Document excerpt:
"""
5 tips for building a strong business case for digital transformation
Hamish Matheson, Enterprise Healthcare Consultant at Lumary, breaks down the key takeaways from Lumary’s webinar on Building a business case for digital transformation.
The disability and aged care sectors continue to look to digital transformation to remain sustainable but don’t always know where to start. The digital transformation process, and even the idea of it, can be quite daunting. For others, it can offer a sense of hope.
To support providers looking to embark on this journey, we created a three part webinar series to tackle the key challenges providers face when going digital. To kick off the series, we looked at the first step in a successful digital transformation: building a business case.
For the first episode, we invited industry experts, including our valued customer, Sunnyfield Disability Services (Sunnyfield), and business consultancy, BTP Australia to explore how providers can approach building a business case that supports the effective implementation of new technology.
So what did we find out?
5 requirements to build a strong business case for digital transformation
There are a number of challenges when it comes to putting a case together for digital transformation: competition for funds and resources, resistance to change, compliance requirements, cost, and fear of risk, to name a few. What are the five considerations for any strong business case to be successful?
1. Approach your digital transformation strategically from the start
You may face several risks if you don’t approach your digital transformation strategically from the start. Making decisions that are not carefully considered could mean investing in multiple unconnected systems or choosing the wrong software, which can lead to much bigger problems down the road.
In order to identify the right tech solution to support you to achieve your organisational goals, one of your first steps should be to consider your core business objectives and ensure the business plan is closely aligned.
For example, business objectives may include greater interoperability, improving organisational efficiency, customer experience that supports person-centred care, or other workforce objectives. To get this right, it’s important to understand the direction of the organisation and what you’re trying to achieve from a performance point of view.
You will also need to understand what the budget looks like to ensure that with an outcomes-based approach you can consider whether these outcomes will be aligned with long-term organisational goals. Don’t be afraid to use trusted technology partners to assist in validating and building out the digital elements of the business plan.
2. Communicate and engage with staff at all levels from across the organisation
One of the fundamental elements to building a strong business case is to have buy-in from across the organisation. Not only should cross-functional teams be involved, but employees at all levels—from administrators and support workers all the way up to your senior leadership team—need to be included.
Not only will this assist in getting a more complete understanding of the efficiencies and functionality required from the new system, it will also create accountability. When the business case is later formed, it’s not just the individual putting the business case forward. It’s signed off by cross-functional executive teams with contributions from front line workers, managers, and everyone in between.
3. Define and measure your return on investment
In order to understand the tangible outcomes and return on investment that innovative software and integration capability can bring, the first step is to quantify your current state. You may consider looking at your efficiency, revenue leakage, employee retention or client satisfaction.
"""
Items:
"""
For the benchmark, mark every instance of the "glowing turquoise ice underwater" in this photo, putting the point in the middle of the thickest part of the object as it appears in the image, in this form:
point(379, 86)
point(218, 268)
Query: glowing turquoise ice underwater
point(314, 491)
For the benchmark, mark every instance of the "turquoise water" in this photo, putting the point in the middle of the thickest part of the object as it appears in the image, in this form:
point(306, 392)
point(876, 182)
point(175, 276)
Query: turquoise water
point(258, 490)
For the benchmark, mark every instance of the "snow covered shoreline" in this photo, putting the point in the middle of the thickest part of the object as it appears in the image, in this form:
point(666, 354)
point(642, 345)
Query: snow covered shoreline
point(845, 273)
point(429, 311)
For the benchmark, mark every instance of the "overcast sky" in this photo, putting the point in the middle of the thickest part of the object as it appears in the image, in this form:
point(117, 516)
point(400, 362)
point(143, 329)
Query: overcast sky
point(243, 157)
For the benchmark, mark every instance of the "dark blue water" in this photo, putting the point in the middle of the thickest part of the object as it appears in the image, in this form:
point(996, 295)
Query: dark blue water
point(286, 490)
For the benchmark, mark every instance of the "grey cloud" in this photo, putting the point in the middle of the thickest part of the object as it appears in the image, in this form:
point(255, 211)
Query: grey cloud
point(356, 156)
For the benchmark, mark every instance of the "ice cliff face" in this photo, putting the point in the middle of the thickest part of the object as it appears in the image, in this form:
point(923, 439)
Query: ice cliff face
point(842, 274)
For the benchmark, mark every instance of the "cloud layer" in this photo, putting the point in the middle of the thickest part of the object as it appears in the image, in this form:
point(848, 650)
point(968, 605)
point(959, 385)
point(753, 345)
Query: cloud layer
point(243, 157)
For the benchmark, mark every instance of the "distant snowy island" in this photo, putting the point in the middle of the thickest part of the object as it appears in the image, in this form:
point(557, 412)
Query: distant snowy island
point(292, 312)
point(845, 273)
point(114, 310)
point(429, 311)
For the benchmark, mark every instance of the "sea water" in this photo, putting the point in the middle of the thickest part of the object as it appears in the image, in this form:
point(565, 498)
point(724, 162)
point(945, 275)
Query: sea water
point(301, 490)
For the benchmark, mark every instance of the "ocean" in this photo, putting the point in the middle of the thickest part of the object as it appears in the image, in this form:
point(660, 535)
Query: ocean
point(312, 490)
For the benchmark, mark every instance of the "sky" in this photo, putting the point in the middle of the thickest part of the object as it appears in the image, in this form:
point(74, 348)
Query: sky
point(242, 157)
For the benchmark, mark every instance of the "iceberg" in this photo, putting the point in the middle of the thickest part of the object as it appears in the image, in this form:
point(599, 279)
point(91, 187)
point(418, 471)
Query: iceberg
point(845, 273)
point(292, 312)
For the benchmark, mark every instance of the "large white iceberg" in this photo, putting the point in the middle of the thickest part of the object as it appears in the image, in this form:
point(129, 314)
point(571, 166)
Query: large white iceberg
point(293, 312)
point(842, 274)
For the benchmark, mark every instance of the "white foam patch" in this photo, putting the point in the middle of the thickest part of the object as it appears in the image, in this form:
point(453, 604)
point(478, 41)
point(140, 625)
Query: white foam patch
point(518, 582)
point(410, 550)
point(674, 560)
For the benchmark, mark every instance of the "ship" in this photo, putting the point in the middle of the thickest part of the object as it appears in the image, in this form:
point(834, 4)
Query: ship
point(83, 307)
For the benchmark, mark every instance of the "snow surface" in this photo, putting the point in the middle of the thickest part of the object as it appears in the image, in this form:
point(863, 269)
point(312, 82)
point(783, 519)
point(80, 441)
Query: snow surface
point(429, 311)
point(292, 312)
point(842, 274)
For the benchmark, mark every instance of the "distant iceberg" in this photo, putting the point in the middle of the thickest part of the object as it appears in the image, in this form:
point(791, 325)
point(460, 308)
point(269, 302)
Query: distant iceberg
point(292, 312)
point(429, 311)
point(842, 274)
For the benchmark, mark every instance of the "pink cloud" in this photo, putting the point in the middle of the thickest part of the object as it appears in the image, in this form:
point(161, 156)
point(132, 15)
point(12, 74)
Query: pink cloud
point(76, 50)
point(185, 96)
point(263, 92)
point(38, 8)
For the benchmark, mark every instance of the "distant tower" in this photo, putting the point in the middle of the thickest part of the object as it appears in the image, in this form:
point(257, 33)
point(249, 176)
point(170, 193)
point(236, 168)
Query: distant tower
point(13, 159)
"""
List of tasks:
a) In the digital transformation article, which business consultancy took part in the first webinar episode?
b) From the digital transformation article, return the passage that opens with the words containing "For the first" and closes with "we find out?".

Solution set:
a) BTP Australia

b)
For the first episode, we invited industry experts, including our valued customer, Sunnyfield Disability Services (Sunnyfield), and business consultancy, BTP Australia to explore how providers can approach building a business case that supports the effective implementation of new technology.
So what did we find out?